### AIM
Print all the records exactly, please.

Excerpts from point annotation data
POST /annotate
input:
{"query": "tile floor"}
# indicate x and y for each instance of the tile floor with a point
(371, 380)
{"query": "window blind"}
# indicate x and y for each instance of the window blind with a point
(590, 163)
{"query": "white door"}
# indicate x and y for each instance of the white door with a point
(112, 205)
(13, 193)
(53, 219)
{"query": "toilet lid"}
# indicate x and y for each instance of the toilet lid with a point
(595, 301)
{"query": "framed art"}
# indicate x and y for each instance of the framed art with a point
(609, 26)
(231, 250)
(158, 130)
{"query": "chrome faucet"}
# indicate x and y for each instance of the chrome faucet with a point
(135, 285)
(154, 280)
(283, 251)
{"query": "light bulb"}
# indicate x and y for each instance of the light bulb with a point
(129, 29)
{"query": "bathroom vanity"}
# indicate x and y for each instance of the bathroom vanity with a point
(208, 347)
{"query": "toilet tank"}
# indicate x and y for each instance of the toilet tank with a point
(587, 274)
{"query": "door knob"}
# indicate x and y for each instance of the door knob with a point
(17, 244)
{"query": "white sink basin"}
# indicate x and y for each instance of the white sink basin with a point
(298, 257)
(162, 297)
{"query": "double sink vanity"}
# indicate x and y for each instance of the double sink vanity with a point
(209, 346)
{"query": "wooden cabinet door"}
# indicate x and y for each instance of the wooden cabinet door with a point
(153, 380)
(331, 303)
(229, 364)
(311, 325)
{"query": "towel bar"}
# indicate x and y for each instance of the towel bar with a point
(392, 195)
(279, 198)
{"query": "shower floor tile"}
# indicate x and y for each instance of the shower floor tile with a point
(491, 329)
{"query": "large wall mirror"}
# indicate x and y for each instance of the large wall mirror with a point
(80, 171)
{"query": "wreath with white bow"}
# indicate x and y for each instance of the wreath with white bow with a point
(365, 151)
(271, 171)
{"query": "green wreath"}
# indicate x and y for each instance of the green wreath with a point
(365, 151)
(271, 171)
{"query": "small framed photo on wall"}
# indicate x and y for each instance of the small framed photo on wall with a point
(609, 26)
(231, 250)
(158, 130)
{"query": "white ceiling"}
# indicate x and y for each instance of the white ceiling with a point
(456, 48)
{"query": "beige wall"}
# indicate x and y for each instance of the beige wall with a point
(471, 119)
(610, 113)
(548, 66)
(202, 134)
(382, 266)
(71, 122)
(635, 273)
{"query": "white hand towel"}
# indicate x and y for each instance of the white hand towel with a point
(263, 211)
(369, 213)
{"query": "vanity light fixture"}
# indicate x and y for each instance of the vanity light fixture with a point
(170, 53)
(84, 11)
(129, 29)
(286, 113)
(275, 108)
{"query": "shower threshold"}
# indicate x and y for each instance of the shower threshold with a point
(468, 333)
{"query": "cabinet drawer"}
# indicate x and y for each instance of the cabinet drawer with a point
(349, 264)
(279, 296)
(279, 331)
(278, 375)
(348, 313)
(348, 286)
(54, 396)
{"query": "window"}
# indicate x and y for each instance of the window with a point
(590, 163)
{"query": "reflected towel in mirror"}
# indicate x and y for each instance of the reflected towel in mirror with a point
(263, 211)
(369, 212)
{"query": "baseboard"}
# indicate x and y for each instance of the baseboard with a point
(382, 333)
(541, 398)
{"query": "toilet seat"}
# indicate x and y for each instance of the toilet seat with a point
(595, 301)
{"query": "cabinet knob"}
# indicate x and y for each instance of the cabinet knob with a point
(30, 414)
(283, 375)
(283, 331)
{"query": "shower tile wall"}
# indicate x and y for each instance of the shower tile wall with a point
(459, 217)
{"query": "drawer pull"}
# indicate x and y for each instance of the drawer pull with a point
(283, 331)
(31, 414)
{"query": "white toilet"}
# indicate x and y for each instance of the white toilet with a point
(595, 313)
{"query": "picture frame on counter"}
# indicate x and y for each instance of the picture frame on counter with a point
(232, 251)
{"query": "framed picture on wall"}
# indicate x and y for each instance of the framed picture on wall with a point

### SOLUTION
POST /annotate
input:
{"query": "tile floor"}
# indicate x and y for each instance of the tile floor with a point
(371, 380)
{"query": "window blind"}
# indicate x and y for each instance of the window blind with a point
(590, 163)
{"query": "white door"}
# indicate x and y for each instance of the white door with a point
(112, 205)
(13, 193)
(53, 219)
{"query": "toilet lid"}
# indicate x and y for each instance of the toilet lid with a point
(595, 301)
{"query": "framed art"}
# indicate x and y for each instance of the framed art with a point
(609, 26)
(231, 250)
(158, 130)
{"query": "chrome faucet"}
# indicate x and y for each instance of the chrome faucet with a point
(135, 285)
(154, 280)
(283, 251)
{"query": "light bulb"}
# indicate x and y for each instance of the light bulb with a point
(129, 29)
{"query": "bathroom vanity"}
# indicate x and y for each instance of the bathroom vanity with a point
(208, 347)
{"query": "toilet tank"}
# indicate x and y for each instance of the toilet tank with a point
(587, 274)
{"query": "door knob"}
# indicate x and y for each instance of the door knob with a point
(17, 244)
{"query": "white sink basin"}
# indicate x and y for each instance of the white sink basin with a point
(298, 257)
(162, 297)
{"query": "double sink vanity"}
# indicate x and y for each instance of the double sink vanity with a point
(209, 346)
{"query": "wooden cabinet door"}
# indicate x and y for each instance of the wooden cabinet door with a point
(153, 380)
(331, 303)
(229, 364)
(311, 325)
{"query": "towel bar"}
# indicate x and y for each instance of the towel bar with a point
(392, 195)
(279, 198)
{"query": "shower floor tile"}
# indicate x and y for each instance of the shower floor tile with a point
(491, 329)
{"query": "large wall mirror"}
# indicate x and y for each instance of the large wall mirror with a point
(80, 171)
{"query": "wreath with white bow"}
# indicate x and y for each instance of the wreath with white bow with a point
(365, 151)
(271, 171)
{"query": "green wreath"}
# indicate x and y for each instance of the green wreath with a point
(365, 151)
(271, 171)
{"query": "small framed photo on wall"}
# indicate x and y for each instance of the small framed photo on wall with a point
(609, 26)
(231, 250)
(158, 130)
{"query": "white ceiling"}
# indicate x and y for each instance of the white ceiling with a point
(456, 48)
{"query": "beige wall"}
# indicate x and y for each instance of the beige wall with a point
(471, 119)
(610, 113)
(548, 66)
(202, 134)
(382, 266)
(71, 122)
(635, 273)
{"query": "white hand towel"}
# indicate x and y for each instance of the white hand towel with a point
(263, 211)
(369, 213)
{"query": "vanity light fixture"}
# indicate x and y for each instance of the vanity light fixture with a point
(170, 53)
(84, 11)
(129, 29)
(286, 113)
(275, 108)
{"query": "shower threshold"}
# indicate x and y for each instance of the shower threshold with a point
(468, 333)
{"query": "cabinet drawer"}
# indicate x and y for each instance of the cabinet drawer with a point
(349, 264)
(279, 296)
(279, 331)
(278, 375)
(348, 313)
(348, 286)
(54, 396)
{"query": "window"}
# indicate x and y for each instance of the window with a point
(590, 163)
{"query": "reflected towel in mirror"}
# indicate x and y for each instance of the reflected towel in mirror with a point
(263, 211)
(369, 212)
{"query": "baseboard"}
# indicate x and y for each instance of the baseboard with a point
(382, 333)
(541, 398)
{"query": "toilet seat"}
# indicate x and y for each instance of the toilet seat with a point
(595, 301)
{"query": "cabinet knob"}
# indicate x and y for each instance of the cabinet knob with a point
(30, 414)
(283, 375)
(283, 331)
{"query": "shower tile wall"}
# indicate x and y for each instance of the shower tile wall with a point
(459, 217)
{"query": "drawer pull"}
# indicate x and y for each instance of the drawer pull with a point
(283, 331)
(31, 414)
{"query": "white toilet"}
# indicate x and y for each instance of the white toilet with a point
(595, 313)
{"query": "picture frame on counter"}
# indicate x and y for each instance of the picture frame on counter with a point
(232, 251)
{"query": "framed picture on wall"}
# indicate x and y for each instance of the framed picture on wall with a point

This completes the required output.